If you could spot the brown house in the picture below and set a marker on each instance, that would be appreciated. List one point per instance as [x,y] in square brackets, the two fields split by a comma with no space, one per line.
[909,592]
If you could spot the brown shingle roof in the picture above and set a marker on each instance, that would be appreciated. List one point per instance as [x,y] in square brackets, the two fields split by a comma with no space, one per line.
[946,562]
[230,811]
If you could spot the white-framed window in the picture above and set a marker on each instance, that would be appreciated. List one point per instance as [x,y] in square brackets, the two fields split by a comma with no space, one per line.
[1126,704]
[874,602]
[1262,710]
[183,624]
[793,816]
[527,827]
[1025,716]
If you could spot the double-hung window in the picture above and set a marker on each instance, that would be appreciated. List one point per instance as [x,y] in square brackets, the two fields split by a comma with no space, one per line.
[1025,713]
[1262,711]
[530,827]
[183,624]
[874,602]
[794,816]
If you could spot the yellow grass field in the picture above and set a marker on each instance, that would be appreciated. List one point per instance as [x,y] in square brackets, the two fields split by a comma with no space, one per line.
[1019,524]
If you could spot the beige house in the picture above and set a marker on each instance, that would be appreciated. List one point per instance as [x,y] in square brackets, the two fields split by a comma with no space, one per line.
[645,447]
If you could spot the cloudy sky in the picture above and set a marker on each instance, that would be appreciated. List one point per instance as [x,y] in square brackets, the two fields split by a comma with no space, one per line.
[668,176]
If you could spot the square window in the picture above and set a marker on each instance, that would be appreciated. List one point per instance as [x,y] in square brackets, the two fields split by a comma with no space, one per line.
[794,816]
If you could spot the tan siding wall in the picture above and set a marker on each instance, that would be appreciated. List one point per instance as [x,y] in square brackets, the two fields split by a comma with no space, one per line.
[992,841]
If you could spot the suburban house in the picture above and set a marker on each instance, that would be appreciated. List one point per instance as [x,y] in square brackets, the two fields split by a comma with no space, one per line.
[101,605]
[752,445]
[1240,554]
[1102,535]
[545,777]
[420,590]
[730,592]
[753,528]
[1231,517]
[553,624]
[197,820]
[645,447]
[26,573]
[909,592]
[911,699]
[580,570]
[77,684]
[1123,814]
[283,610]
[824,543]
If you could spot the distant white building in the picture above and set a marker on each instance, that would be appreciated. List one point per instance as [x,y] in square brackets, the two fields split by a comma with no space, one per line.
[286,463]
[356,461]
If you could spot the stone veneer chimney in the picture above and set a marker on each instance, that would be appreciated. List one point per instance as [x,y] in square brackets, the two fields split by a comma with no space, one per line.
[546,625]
━━━
• Written problem: Convert every line of the records above into a JSON list of strings, with one string per line and any blank lines left out.

• Exercise output:
[
  "If you could spot the brown house in the picture below and set a marker on each instance, that would be appreciated. List one point per instance as [x,y] in square brackets, the two fields split by a comma with no space, one per line.",
  "[909,592]",
  "If you could spot the brown shingle roof in the picture above and set a marker on each instance, that would be appreciated. List one point per instance as [x,y] in square brackets, the two fields split by a comma with no space, one per line.",
  "[946,562]",
  "[230,811]",
  "If you could spot the white-framed window in the picture above and set a marker on each instance, that would be appreciated. List one point per instance as [x,y] in square brackets, the two fields split by a comma with no space, one per line.",
  "[1126,704]",
  "[874,602]",
  "[1262,710]",
  "[183,624]",
  "[793,816]",
  "[527,827]",
  "[1025,716]",
  "If you could spot the double-hung window in the picture above and set a marker on each instance, that would be appreciated. List one point per instance as [x,y] in square brackets, the two fields split by a comma with no space, one per line.",
  "[1025,713]",
  "[1262,711]",
  "[530,827]",
  "[183,624]",
  "[874,602]",
  "[794,816]",
  "If you could spot the yellow grass field in the picture above and set a marker on each instance, that would be appreciated. List one point per instance as [x,y] in square brackets, the two fields split by a comma with no space, one per line.",
  "[1019,524]",
  "If you could spot the beige house in the picture above and set a marker on each instance, that would be appreciated. List one point per instance as [x,y] in square brackets, the two fields split by a comma with no space, one per line.",
  "[645,447]",
  "If you could spot the cloudy sky in the picture above and set a marker on each instance, that would be appreciated. List one point per instance as [x,y] in square brackets, the two fields split by a comma with no space, one per line.",
  "[668,176]",
  "If you could spot the square window in the picture above and set a marker on each instance, that would be appreciated. List one point per instance as [x,y] in square brackets, the two fields split by a comma with no space, one per line.",
  "[794,816]",
  "If you could spot the tan siding wall in the picture above and set a marker on each instance, that would be appreciated. List one point per instance as [x,y] in square brackets, the two fields split by a comma with no space, one per line.",
  "[992,841]",
  "If you could spot the suburban house in the picture above and set a marker on each instance, that would be appreciated. List one point per instance as [x,y] in square brackets, the two fields split by a comma with no space, one per line.",
  "[101,605]",
  "[752,445]",
  "[1240,554]",
  "[1102,535]",
  "[545,777]",
  "[420,590]",
  "[730,592]",
  "[753,528]",
  "[1231,517]",
  "[553,624]",
  "[197,820]",
  "[645,447]",
  "[26,573]",
  "[909,592]",
  "[911,699]",
  "[580,570]",
  "[77,684]",
  "[1123,814]",
  "[283,610]",
  "[824,543]",
  "If you could spot the distant white building in the picture above and set a marker on each instance, that would be appreciated. List one point per instance as [x,y] in square brackets, the two fields split by a comma with no space, one per line.",
  "[286,463]",
  "[356,461]",
  "If you could spot the stone veneer chimney in the picture above and set a marker on each instance, that would be appreciated. List one point per instance as [x,y] in square brackets, the two fields split by a comma with no space, one per line.",
  "[546,625]"
]